Task description - Rewrite every line of the entries below as a Markdown table with the columns "No." and "Text," one line per row, skipping blank lines and leaving out the pictures.

(Dataset items)

— Start —

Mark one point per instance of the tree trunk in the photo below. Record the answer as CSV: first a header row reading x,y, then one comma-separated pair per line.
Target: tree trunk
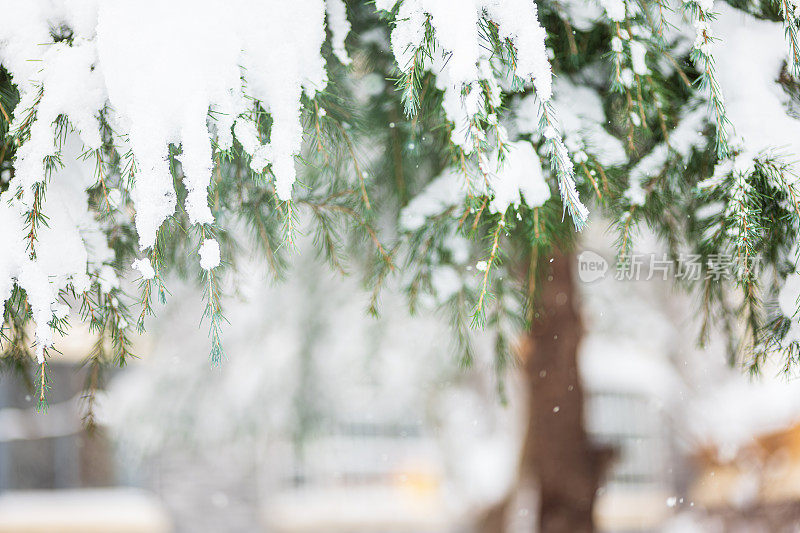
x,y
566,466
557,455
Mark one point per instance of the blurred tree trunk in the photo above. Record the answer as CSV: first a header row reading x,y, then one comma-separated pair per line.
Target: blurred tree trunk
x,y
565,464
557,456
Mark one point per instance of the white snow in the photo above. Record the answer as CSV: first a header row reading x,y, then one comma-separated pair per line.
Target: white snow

— End —

Problem solution -
| No. | Text |
|---|---|
| 1 | Mark one point per instance of the tree trunk in the photo below. Record the answer as CSV: first a header row reading x,y, then one comma-separated pair per line. |
| 2 | Target: tree trunk |
| 3 | x,y |
| 4 | 566,466 |
| 5 | 557,455 |
| 6 | Mark one point per instance of the blurred tree trunk in the photo above. Record the answer as CSV: first a header row reading x,y, then one comma-separated pair per line. |
| 7 | Target: blurred tree trunk |
| 8 | x,y |
| 9 | 565,464 |
| 10 | 557,456 |
| 11 | Mark one point per instance of the white snow in the photo above. Record the answer as CSV: first a header row reading x,y, then one comma-separated pair per line. |
| 12 | Target: white snow |